• _Problem_: Copy out the passage below about Ray Charles on The Johnny Cash Show word for word, in full.

## begin Selected text

NICK JAINA writes about the Sept 23, 1970 episode of The Johnny Cash Show in which Ray Charles appears and plays “Walk the Line” and then “Ring of Fire.”  The letter states that the creator of “Ring of Fire” is actually mis-attributed.  The story is that June Carter wrote it after seeing a page in her uncle’s book of Elizabethan poetry.  But Johnny first wife claims that Johnny wrote it while drunk about a certain female body part: “all those years of her claiming she wrote it and she probably never knew what the song was really about.”  Then it reverts back to Ray Charles’ performance with an unseen band playing behind him–especially a great baseline–and as the song ends he lets out one last shudder and cackle like he just invented the orgasm.  “Johnny returns to the stage looking like a man who just watched someone have sex with his wife but was so in awe of how good he was at it that he could only thank him.”

## end Selected text
## begin Dataset excerpts

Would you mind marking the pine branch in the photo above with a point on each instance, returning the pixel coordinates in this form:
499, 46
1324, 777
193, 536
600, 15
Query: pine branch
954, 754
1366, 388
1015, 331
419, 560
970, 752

## end Dataset excerpts

• _Result of this task_:
NICK JAINA writes about the Sept 23, 1970 episode of The Johnny Cash Show in which Ray Charles appears and plays “Walk the Line” and then “Ring of Fire.”  The letter states that the creator of “Ring of Fire” is actually mis-attributed.  The story is that June Carter wrote it after seeing a page in her uncle’s book of Elizabethan poetry.  But Johnny first wife claims that Johnny wrote it while drunk about a certain female body part: “all those years of her claiming she wrote it and she probably never knew what the song was really about.”  Then it reverts back to Ray Charles’ performance with an unseen band playing behind him–especially a great baseline–and as the song ends he lets out one last shudder and cackle like he just invented the orgasm.  “Johnny returns to the stage looking like a man who just watched someone have sex with his wife but was so in awe of how good he was at it that he could only thank him.”